> WHAT TO WORK ON
Please copy out the stretch of the listing below from the line containing "where the beige" through its end, requests included, and scale every bounding-box coordinate in the answers by 1.1, rounding to whole numbers with halves going up. Leave the numbers in the requests and their sample boxes unchanged, and return only that stretch.

★ ★ ★

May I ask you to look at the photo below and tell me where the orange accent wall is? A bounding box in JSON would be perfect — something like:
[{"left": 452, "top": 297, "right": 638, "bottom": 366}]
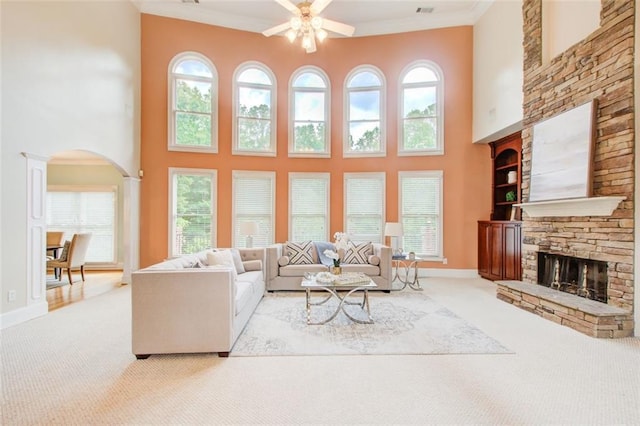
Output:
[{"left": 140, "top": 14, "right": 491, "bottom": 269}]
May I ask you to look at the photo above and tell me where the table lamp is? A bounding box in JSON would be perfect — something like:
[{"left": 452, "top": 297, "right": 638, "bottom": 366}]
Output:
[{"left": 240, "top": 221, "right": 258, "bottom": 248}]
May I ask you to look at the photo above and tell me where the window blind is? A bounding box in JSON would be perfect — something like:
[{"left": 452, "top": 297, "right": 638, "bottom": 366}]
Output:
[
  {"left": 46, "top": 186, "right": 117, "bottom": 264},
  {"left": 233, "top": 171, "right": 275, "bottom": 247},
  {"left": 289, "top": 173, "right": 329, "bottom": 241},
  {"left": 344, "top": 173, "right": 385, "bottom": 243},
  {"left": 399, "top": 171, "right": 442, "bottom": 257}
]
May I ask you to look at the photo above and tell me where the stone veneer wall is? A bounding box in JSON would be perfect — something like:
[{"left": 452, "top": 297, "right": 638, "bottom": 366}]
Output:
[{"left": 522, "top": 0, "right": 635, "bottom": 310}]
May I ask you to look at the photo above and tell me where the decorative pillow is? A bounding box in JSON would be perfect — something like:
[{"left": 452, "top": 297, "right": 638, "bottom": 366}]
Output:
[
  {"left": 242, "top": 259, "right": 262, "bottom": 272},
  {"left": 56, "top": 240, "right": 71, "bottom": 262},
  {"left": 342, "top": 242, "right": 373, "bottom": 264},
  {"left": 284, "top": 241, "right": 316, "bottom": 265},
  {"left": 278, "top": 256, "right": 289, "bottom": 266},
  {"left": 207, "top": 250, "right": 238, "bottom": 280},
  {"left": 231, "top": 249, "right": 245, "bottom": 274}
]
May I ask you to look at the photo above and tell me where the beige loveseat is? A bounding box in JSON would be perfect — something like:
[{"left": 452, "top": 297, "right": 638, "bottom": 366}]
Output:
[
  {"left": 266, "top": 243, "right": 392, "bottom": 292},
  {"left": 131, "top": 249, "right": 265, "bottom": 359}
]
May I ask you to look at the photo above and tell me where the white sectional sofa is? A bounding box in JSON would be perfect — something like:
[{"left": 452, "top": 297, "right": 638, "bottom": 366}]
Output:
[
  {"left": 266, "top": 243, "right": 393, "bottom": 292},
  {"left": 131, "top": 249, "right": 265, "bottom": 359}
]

★ ★ ★

> ANSWER TO THE PROBLEM
May I ask you to look at the photo above and tell me where the beige loveseat is? A bounding box in JSON would be perfect — something like:
[{"left": 452, "top": 297, "right": 638, "bottom": 366}]
Output:
[
  {"left": 293, "top": 267, "right": 431, "bottom": 321},
  {"left": 144, "top": 274, "right": 292, "bottom": 395}
]
May I ask you to look at the photo above and tell me where the white sectional sofa is? A bounding box in JSON would be perfect — something like:
[{"left": 452, "top": 297, "right": 638, "bottom": 366}]
Output:
[
  {"left": 293, "top": 267, "right": 432, "bottom": 321},
  {"left": 144, "top": 274, "right": 292, "bottom": 395}
]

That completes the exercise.